Extracted records:
• • • • •

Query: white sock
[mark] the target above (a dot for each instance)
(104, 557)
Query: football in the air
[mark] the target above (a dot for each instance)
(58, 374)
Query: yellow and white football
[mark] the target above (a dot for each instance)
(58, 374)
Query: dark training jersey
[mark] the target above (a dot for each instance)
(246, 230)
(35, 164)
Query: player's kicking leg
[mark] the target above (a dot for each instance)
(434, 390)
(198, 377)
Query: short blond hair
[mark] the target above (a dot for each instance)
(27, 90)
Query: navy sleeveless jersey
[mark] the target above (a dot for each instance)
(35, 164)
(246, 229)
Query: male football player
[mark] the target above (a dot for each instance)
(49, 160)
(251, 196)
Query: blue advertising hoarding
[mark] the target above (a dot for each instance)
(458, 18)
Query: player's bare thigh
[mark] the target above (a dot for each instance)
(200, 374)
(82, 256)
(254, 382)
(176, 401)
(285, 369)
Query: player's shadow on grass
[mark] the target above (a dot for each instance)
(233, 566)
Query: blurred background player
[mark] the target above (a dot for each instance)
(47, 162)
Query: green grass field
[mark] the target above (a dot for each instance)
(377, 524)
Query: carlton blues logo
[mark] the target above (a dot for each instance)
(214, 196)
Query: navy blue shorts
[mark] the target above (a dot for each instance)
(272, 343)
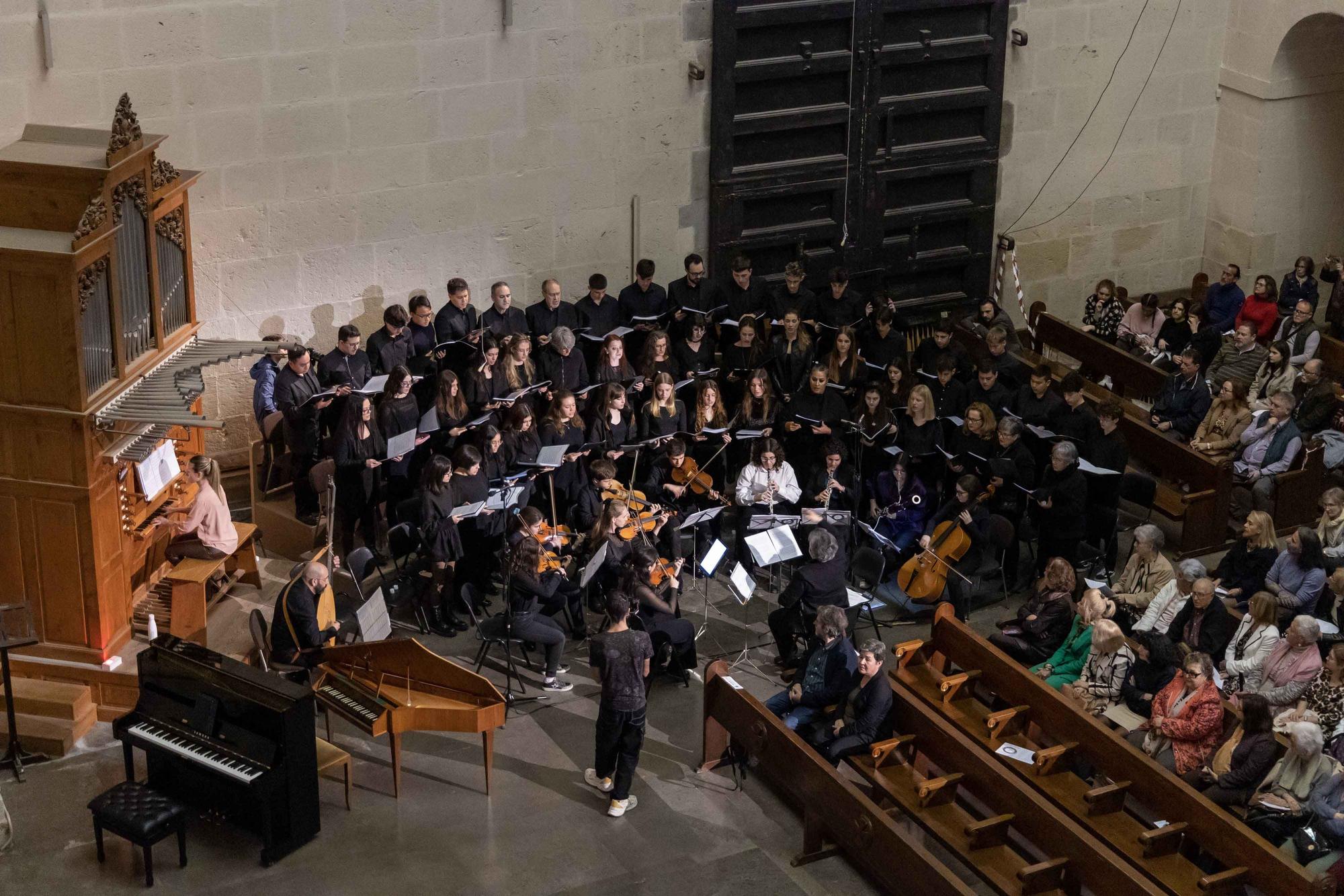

• • • • •

## [DIRECTIONS]
Give the number of lines in the entries that contain "football", and add nothing.

## [WRITTEN RESPONSE]
3